▶ WORK TO COMPLETE:
Copy out all the items below in full, text lines and answers alike, adding 125 to every pixel coordinate in the answers. Leave the pictures out.

## Start DATASET EXTRACT

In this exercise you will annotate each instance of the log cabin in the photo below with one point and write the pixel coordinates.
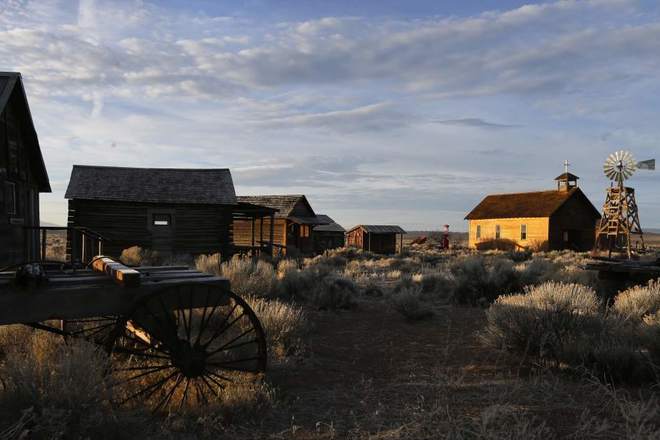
(23, 175)
(328, 236)
(292, 225)
(543, 220)
(379, 239)
(171, 211)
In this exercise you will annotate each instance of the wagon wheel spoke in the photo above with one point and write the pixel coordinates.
(185, 345)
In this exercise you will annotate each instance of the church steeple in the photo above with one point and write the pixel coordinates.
(566, 181)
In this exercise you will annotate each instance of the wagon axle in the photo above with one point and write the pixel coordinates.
(176, 337)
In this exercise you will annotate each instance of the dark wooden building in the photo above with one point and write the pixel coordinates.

## End DATASET EXTRACT

▶ WRITTEN SOLUTION:
In this exercise you will annotate each instance of the log cabin in the photo below with one point and write the pixel coordinates.
(148, 300)
(453, 361)
(417, 350)
(668, 345)
(504, 364)
(296, 336)
In this exercise you will annotate each instance of the wagon wheel spoke in the photo above with one point and write the pixel coordinates.
(310, 470)
In this exercise you will annotate each instance of the church steeple in the photo above with one point and write the pixel coordinates.
(691, 306)
In this exercise you will annotate each instance of the wagon axle in the photo above with one point and write the pixel coordinates.
(301, 462)
In this exercise you will annotate each instance of the dark wooden building in the photo above with one point and write the pixel coordinates.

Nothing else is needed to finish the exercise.